CHECK YOUR UNDERSTANDING:
1 – In the forum reply about running an API on AWS Lambda, which tool does the team use to deploy its lambda functions and other resources?
2 – Reproduce everything in the AWS Lambda forum reply from "2\. Cloudwatch logs" down to "and other resources.".
3 – Take the AWS Lambda forum reply further, beginning right after its final sentence.

TEXT SEGMENT:
######
We wrote about our setup in detail on the Highscalability blog [1]

A few things have changed since we wrote that article;

\- We implement custom authorizers, which have helped lower our costs and the
auth caching means authentication only happens once per x minutes and all
subsequent requests are much faster.

\- We use redis and a couple of Kinesis consumers running on a real server to
sync data across all our regions. This setup has been battle tested and has
successfully processed more than a hundred million API calls in a single day
in near real time. [Use pipes and mget in redis for speed]

Here are some answers to a few specific things you raise in your question;

1\. Use Sentry for lambda for error handling. The logs you get are incredibly
detailed and have single handedly given us the greatest visibility into our
application, moreso than any other tool we've tried (like AWS Xray).

2\. Cloudwatch logs are tough. You might want to consider piping your logs to
an Elasticsearch cluster, that might be a bit costly if you use AWS's
Elasticache.

3\. We use terraform for deploying our lambda functions and other resources.
I'd strongly recommend it.
######
Dataset entries:
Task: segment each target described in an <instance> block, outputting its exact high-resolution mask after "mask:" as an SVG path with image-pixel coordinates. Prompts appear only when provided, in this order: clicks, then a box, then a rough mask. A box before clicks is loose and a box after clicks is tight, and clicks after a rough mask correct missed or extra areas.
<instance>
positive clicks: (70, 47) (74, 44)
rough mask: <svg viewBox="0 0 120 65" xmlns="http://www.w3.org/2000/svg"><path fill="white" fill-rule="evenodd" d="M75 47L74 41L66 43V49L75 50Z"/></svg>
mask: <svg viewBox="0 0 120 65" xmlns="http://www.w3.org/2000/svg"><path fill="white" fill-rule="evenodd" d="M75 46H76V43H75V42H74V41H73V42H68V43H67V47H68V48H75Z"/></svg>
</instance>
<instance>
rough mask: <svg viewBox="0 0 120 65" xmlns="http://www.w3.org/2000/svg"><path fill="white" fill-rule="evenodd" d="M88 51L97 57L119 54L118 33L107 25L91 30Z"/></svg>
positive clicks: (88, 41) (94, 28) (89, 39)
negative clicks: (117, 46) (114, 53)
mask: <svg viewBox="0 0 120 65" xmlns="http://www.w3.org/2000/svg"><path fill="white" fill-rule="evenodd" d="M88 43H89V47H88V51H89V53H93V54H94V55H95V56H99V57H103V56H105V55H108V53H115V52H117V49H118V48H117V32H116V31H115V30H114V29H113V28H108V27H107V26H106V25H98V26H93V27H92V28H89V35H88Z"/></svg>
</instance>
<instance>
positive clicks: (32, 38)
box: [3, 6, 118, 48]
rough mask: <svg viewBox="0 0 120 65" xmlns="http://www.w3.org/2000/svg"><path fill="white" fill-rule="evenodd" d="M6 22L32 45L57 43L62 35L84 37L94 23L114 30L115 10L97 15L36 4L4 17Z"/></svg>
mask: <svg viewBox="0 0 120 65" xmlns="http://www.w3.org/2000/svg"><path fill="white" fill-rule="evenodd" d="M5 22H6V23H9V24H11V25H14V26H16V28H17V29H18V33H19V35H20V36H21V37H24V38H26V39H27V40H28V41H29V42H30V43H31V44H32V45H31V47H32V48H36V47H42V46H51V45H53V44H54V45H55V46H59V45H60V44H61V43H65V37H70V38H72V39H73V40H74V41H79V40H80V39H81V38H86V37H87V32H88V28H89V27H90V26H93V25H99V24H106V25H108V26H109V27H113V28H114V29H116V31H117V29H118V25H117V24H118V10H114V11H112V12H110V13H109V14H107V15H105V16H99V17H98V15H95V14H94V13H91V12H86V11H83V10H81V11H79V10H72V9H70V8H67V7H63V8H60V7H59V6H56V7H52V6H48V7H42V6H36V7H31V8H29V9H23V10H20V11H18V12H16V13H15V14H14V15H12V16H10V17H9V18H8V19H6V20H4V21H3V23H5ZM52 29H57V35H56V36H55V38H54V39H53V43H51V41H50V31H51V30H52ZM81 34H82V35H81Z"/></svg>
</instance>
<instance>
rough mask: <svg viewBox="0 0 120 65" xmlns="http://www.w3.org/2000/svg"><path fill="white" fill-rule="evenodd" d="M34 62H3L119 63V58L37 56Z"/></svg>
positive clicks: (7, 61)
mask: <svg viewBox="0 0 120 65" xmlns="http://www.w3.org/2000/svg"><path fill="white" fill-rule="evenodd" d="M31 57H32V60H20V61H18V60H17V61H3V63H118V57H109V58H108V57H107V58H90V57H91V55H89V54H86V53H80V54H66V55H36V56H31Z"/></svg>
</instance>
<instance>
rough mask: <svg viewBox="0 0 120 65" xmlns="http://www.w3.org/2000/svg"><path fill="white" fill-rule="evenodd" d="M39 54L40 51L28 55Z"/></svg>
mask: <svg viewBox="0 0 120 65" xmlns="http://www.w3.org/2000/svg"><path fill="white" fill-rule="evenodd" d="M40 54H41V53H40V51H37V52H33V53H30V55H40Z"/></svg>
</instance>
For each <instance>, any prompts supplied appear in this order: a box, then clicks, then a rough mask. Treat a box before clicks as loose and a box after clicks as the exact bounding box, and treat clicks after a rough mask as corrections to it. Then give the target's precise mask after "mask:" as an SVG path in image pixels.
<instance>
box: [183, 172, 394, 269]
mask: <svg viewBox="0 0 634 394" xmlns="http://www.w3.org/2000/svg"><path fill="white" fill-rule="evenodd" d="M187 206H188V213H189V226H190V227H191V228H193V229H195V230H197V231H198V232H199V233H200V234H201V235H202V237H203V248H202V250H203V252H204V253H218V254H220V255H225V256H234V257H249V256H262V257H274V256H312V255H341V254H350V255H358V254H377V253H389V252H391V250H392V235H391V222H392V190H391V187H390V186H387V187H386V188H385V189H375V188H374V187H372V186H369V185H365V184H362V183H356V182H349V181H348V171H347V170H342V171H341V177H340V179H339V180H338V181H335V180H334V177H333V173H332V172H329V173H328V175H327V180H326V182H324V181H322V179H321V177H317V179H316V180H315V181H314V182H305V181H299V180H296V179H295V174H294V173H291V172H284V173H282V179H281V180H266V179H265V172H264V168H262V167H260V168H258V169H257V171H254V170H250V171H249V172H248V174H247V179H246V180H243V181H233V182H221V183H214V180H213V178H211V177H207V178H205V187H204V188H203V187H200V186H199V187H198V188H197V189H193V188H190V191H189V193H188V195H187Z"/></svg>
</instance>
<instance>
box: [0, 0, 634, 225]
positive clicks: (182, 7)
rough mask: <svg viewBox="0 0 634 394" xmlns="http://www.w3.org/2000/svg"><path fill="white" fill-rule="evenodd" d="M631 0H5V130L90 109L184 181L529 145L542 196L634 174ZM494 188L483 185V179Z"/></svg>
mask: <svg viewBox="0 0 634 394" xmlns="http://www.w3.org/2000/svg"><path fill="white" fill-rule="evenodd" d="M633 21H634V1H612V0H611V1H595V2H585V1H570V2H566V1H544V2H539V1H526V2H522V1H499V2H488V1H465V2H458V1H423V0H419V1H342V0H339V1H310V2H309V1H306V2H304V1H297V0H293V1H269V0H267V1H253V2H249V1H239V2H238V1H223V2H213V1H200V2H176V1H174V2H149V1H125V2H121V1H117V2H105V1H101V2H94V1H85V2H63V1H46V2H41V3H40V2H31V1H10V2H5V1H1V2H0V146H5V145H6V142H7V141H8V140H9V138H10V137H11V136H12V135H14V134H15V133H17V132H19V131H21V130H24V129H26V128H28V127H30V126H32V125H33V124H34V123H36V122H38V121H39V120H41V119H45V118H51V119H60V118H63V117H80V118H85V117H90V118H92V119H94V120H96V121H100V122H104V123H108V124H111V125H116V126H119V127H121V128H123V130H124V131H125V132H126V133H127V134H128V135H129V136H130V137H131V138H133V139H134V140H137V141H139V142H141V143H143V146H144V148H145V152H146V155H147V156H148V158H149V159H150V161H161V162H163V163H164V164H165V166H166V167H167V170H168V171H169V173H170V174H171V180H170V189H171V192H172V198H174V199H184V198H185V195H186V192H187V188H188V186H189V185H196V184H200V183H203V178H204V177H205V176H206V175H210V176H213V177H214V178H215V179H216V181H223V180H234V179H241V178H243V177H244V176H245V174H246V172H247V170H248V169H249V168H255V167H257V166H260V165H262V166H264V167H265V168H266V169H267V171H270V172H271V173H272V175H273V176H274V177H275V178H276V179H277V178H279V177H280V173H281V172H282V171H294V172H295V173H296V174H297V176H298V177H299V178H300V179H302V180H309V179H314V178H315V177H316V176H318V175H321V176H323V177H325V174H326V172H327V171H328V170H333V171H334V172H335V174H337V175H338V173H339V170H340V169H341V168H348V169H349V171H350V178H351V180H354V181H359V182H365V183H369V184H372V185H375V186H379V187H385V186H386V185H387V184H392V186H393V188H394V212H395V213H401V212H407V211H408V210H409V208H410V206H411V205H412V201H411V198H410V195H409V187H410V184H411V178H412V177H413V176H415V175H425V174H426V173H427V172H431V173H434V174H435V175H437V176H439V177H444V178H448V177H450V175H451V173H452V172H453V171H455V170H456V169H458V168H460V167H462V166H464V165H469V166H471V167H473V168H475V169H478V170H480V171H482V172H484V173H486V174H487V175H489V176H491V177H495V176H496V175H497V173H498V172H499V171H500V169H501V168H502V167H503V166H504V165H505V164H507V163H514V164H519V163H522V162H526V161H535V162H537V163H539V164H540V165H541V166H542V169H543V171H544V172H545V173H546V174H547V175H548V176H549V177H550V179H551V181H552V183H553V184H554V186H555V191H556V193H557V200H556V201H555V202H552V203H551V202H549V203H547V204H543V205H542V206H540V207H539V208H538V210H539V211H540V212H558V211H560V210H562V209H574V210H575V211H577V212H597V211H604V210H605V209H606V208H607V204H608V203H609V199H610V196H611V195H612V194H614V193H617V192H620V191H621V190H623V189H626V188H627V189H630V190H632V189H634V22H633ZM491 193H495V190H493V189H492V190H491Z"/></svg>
######
ANSWERS TO THE EXERCISE:
1 – They use Terraform.

2 –
2\. Cloudwatch logs are tough. You might want to consider piping your logs to
an Elasticsearch cluster, that might be a bit costly if you use AWS's
Elasticache.

3\. We use terraform for deploying our lambda functions and other resources.

3 –
[1] [https://highscalability.com/blog/2018/4/2/how-ipdata-
serves-...](https://highscalability.com/blog/2018/4/2/how-ipdata-
serves-25m-api-calls-from-10-infinitely-scalable.html)

------
ronpeled
We did. We are building our entire company: SQQUID on 100% serverless
architecture. Scalability is awesome, in fact we had to do extra work to
serialize some operations in order not to bring down other major corporation's
server stack. Cost is a fraction of the traditional app scaling setup.

The best part is no devops needed. We use Serverless Framework. The biggest
downside are cold starts for frontend response time. But this hasn't been a
terrible issue as of yet. We have considered moving these 20 API endpoints to
a nodeJS server which will resolve the issue but didn't have the time to do it
yet.

We'll never go back. Serverless is the future.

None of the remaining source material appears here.